Reading text Block Start

New campus resources seek to lift mental health stigma

Chance Swaim

Each morning, Caitlin Langdon felt like she was being pinned to her mattress by a lead blanket.

Langdon could get out of bed, but it took effort, and every day it became more difficult.

“That’s not how a 15-year-old should feel,” said Langdon, who is now studying psychology with a minor in art at Wichita State.

Between her freshman and sophomore year of high school, seven people close to Langdon died. She said after a while she started to harden, and stopped feeling or reacting to her friends’ deaths.

She said her increasing sadness developed into full-blown depression that year after asking a boy on a date who said he would never date anyone “like her.”

“I opened up my pill cabinet, and I was looking at it,” she said. “I stared at it for an hour. I was debating whether I wanted to take a handful of pills and kill myself.”

Langdon knew she needed help, but she couldn’t make herself ask for it.

“One of the primary symptoms of depression is apathy,” said Mark Green, a psychologist and prevention specialist for Wichita State’s Counseling and Testing Center. “And that makes seeking help tremendously difficult.”

Reading text Block End

In the article on campus mental health resources, what does Caitlin Langdon study at Wichita State?

Data to examine Block Start

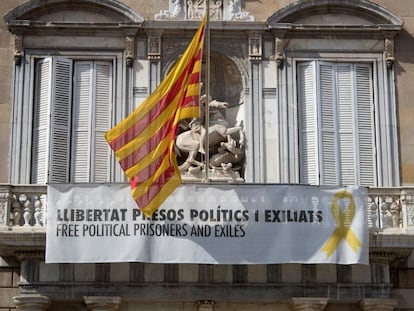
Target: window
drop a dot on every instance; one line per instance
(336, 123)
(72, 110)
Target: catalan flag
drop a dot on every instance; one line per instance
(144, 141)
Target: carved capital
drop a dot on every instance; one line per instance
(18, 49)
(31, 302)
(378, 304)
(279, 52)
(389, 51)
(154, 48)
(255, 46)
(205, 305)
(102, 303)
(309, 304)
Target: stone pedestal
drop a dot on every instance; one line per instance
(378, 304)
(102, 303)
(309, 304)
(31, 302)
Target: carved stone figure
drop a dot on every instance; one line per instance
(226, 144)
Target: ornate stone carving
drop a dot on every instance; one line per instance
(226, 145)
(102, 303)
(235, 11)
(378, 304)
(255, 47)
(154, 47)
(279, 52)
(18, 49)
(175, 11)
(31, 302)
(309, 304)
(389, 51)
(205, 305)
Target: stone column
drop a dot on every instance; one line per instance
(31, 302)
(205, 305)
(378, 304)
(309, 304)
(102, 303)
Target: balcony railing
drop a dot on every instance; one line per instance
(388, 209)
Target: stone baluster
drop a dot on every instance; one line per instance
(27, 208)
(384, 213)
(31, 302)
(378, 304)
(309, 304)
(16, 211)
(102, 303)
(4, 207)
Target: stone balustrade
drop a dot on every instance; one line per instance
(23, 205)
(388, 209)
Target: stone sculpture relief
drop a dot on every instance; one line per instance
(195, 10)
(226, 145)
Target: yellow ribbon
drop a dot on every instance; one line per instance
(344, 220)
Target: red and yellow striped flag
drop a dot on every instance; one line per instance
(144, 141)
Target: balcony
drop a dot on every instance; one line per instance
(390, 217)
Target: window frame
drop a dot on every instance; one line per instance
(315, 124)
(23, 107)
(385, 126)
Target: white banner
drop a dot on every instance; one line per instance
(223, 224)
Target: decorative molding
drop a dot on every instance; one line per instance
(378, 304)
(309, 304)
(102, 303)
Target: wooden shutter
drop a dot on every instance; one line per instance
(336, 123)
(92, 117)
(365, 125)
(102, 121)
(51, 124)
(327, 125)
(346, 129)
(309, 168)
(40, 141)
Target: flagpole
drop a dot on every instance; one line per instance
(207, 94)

Data to examine Block End

Answer section: Psychology, with a minor in art.